START Extracted data

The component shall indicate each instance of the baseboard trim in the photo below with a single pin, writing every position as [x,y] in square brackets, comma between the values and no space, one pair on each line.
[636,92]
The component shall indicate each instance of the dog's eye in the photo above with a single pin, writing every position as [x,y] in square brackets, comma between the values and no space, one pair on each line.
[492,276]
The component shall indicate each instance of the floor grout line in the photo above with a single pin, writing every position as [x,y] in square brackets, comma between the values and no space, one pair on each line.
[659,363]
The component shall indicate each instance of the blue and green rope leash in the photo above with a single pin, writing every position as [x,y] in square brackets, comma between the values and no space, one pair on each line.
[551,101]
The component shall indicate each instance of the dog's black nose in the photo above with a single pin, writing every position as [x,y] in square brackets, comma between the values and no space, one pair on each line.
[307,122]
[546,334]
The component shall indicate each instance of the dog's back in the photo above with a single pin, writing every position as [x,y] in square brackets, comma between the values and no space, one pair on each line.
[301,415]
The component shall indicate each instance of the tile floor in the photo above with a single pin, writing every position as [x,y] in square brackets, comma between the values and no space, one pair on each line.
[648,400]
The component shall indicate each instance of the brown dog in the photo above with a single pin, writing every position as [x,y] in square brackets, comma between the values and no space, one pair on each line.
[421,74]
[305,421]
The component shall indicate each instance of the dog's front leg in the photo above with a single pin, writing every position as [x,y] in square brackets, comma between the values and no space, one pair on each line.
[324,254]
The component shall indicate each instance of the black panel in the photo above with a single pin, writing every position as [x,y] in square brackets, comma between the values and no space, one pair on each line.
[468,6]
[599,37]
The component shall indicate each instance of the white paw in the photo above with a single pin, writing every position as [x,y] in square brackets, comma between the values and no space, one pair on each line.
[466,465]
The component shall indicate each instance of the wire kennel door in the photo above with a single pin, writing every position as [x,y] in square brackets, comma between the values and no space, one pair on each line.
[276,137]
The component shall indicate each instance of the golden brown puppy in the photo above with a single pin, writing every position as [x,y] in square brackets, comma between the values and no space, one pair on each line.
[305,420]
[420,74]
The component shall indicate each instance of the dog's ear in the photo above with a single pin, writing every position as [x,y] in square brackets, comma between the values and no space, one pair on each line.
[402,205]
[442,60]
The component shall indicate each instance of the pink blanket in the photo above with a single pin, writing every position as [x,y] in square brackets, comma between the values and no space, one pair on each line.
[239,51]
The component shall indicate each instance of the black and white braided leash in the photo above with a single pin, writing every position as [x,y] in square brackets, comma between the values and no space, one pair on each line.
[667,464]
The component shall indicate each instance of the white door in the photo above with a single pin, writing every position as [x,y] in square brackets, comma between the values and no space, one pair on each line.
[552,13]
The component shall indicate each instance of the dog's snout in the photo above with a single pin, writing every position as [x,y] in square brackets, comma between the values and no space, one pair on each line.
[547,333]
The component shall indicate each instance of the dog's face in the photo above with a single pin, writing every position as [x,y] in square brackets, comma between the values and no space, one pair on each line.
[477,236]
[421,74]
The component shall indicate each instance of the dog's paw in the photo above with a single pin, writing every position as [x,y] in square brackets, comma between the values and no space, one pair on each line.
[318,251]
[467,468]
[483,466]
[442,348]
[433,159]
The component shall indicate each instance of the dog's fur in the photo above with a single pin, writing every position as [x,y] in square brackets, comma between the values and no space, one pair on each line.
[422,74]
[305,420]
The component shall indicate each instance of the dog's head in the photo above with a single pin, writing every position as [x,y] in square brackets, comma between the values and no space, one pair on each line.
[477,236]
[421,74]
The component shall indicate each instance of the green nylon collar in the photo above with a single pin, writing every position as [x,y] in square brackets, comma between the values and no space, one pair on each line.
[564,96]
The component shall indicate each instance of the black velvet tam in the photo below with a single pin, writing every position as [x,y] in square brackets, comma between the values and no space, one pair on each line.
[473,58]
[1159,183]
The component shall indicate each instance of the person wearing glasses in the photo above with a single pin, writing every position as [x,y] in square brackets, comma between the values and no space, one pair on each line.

END Extracted data

Your task - A faithful copy of the lines from the line containing "The component shall indicate each instance of the dog's paw" to the end of the data should be set down, both ends included, and nothing more.

Response box -
The component shall indicate each instance of the dog's paw in the photo above with a single pin, writing every position as [x,y] in square brackets, comma between the values and no space, one pair on each line.
[318,251]
[467,468]
[483,466]
[442,348]
[433,159]
The component shall indicate each instance of the dog's fur in the photo above with a single pin, writing every position as [x,y] in square brackets, comma between the values and no space, one pair on each line.
[422,74]
[305,420]
The component shall indicate each instance of the dog's head in the photo above with a single pin, writing every position as [x,y] in square brackets, comma between the values and no space, one pair on each line.
[477,236]
[421,74]
The component shall indicate each instance of the green nylon collar in the photo above with a single pin, writing every position as [x,y] in square brackets, comma between the values and no space, one pair on each line.
[564,96]
The component shall indicate each instance of the black velvet tam in the photo below with a single pin, writing every position as [x,y] in square brackets, comma between the values and no space, one pair on each line.
[473,58]
[1159,183]
The component shall indicate each instance of the person wearing glasses in the photo above with a single pin, writing every position as [x,y] in square brackets, comma between the values and no space, one pair on each line.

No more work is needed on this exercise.